This week Christopher Booker, chose this as his topic for his Sunday Telegraph column “The terrifying tale of how Britain’s most secret court imprisoned a grandmother“. This is of course a very worrying headline. The article itself is also likely to raise concern about this secretive court, that goes about locking up poor defenceless grannies.
Mr Booker says the tale is “strange and shocking” and describes the Court of Protection as “shadowy”. However, Mr Booker seems not to have noticed (or has chosen not to say) that since earlier this year the Court of Protection has been holding many of its hearings in public under a “transparency pilot”. The pilot has been extended – initial signs are that the press have rarely taken the opportunity to go and expose the shadowy workings of the secret court (that sits in public).
The hearing at which the granny was locked up is a type of hearing called a committal hearing (where a judge decides if there has been a breach of an order or contempt of court and if so whether he should commit someone to prison as punishment). This type of hearing is ALWAYS held in public and the judgment explaining what the judge has done and why is ALWAYS published.
In another article about this case co-authored by Mr Booker (“Grandmother, 71, sent to top security jail after refusing council’s demands over care“) he says, quite wrongly, that:
It is the latest in a series of controversies surrounding the Court of Protection, which sits largely in secret but which must publish details of any case in which it imprisons someone.
As we have explained, the Court of Protection does not sit largely in secret – it sits largely in public. Even in those cases not held in public the press may ask to sit in and listen, and if they think it is a matter of public interest to ask to report the case.
To be fair to Mr Booker, the case he is writing about was initially concluded in 2015, and so it is unlikely that the hearings back then were in public or that any judgment will have been published (we can’t identify one that matches the case number or facts) – so we have limited information about the early stages of the case. But the article is more than likely based primarily upon a reading of the committal judgment, which does contain some illuminating information and can be found here : Re M  EWCOP 42 (18 August 2016).
We have written briefly about this judgment and some of the coverage here: “The Court of Protection’s not so secret anymore, but the press don’t seem to have noticed“.
From the judgment we can see the following :
- That the case began in 2014 when Mrs Kirk (the grandmother) removed 80 year old M from his home in the south west to Sussex, presumably because the local authority were worried about this not being in the best interests of M.
- In April 2015 the court determined that due to his vascular dementia M did not have the capacity to make decisions about his residence and care.
- The case was live and was transferred to the High Court in April 2015 when it became clear Mrs Kirk had taken him out of the country to Portugal. (It seems likely the move was a response to the decision about capacity but the judgment isn’t clear about that).

◆ ◆ ◆ ◆ ◆ ◆ ◆

■ **Jobs**:
(A) Transcribe the stretch of the Court of Protection post from "To be fair to" through "(18 August 2016).".
(B) In the Court of Protection post, what type of hearing was the one at which the grandmother was locked up?
The listing that comes after this has no role in any of this.

■ **Dataset extract**:
◆ ◆ ◆ ◆ ◆ ◆ ◆

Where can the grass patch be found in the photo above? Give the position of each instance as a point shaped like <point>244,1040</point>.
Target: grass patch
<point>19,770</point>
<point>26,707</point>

◆ ◆ ◆ ◆ ◆ ◆ ◆

■ **Solutions for each task**:
(A)
To be fair to Mr Booker, the case he is writing about was initially concluded in 2015, and so it is unlikely that the hearings back then were in public or that any judgment will have been published (we can’t identify one that matches the case number or facts) – so we have limited information about the early stages of the case. But the article is more than likely based primarily upon a reading of the committal judgment, which does contain some illuminating information and can be found here : Re M  EWCOP 42 (18 August 2016).

(B) A committal hearing.